(Beginning of Information provided)

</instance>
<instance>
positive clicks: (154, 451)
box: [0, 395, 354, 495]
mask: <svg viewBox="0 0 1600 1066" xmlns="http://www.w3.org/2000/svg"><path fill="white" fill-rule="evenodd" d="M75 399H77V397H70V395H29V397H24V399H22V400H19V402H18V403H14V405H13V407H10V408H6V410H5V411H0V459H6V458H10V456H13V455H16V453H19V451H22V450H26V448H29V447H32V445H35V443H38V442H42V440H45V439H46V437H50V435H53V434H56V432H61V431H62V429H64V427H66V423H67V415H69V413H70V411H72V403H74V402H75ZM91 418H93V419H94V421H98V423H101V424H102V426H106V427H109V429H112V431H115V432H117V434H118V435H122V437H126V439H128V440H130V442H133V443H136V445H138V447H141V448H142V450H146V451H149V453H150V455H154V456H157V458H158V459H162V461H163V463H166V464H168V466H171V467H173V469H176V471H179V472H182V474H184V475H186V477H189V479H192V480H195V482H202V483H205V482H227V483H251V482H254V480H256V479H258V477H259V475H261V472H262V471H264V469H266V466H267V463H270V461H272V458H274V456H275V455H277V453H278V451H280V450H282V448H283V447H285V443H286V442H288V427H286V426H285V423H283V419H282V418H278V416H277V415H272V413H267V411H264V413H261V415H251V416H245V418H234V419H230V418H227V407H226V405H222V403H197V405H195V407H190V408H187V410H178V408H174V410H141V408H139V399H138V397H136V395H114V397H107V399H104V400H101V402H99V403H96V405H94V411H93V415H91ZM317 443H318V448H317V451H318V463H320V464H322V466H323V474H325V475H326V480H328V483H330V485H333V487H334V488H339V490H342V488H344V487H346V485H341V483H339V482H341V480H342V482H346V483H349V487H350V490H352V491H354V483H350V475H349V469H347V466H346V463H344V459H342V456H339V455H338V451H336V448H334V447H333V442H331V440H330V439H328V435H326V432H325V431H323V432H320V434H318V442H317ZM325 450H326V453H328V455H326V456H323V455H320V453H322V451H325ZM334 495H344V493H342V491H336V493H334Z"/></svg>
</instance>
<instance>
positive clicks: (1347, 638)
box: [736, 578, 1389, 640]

(End of Information provided)

**What you have to do**. Retype the listing above word for word.

**Response box**.
</instance>
<instance>
positive clicks: (154, 451)
box: [0, 395, 354, 495]
mask: <svg viewBox="0 0 1600 1066" xmlns="http://www.w3.org/2000/svg"><path fill="white" fill-rule="evenodd" d="M75 399H77V397H70V395H29V397H24V399H22V400H19V402H18V403H14V405H13V407H10V408H6V410H5V411H0V459H6V458H10V456H13V455H16V453H19V451H22V450H26V448H29V447H32V445H35V443H38V442H42V440H45V439H46V437H50V435H53V434H56V432H61V431H62V429H64V427H66V423H67V415H69V413H70V411H72V403H74V402H75ZM91 418H93V419H94V421H98V423H101V424H102V426H106V427H109V429H112V431H115V432H117V434H118V435H122V437H126V439H128V440H130V442H133V443H136V445H138V447H141V448H142V450H146V451H149V453H150V455H154V456H157V458H158V459H162V461H163V463H166V464H168V466H171V467H173V469H176V471H179V472H182V474H184V475H186V477H189V479H192V480H195V482H202V483H205V482H227V483H251V482H254V480H256V479H258V477H259V475H261V472H262V471H264V469H266V466H267V463H270V461H272V458H274V456H275V455H277V453H278V451H280V450H282V448H283V447H285V443H286V442H288V427H286V426H285V423H283V419H282V418H278V416H277V415H272V413H267V411H264V413H261V415H251V416H245V418H234V419H230V418H227V407H226V405H222V403H197V405H195V407H190V408H187V410H178V408H174V410H141V408H139V399H138V397H136V395H114V397H107V399H104V400H101V402H99V403H96V405H94V411H93V415H91ZM317 443H318V448H317V451H318V463H320V464H322V466H323V474H325V475H326V480H328V483H330V485H333V487H334V488H339V490H342V488H344V487H346V485H341V483H339V482H341V480H342V482H346V483H349V487H350V490H352V491H354V483H350V475H349V469H347V466H346V463H344V459H342V456H339V455H338V451H336V448H334V447H333V442H331V440H330V439H328V435H326V432H325V431H323V432H320V434H318V442H317ZM325 450H326V453H328V455H326V456H323V455H320V453H322V451H325ZM334 495H344V493H342V491H336V493H334Z"/></svg>
</instance>
<instance>
positive clicks: (1347, 638)
box: [736, 578, 1389, 640]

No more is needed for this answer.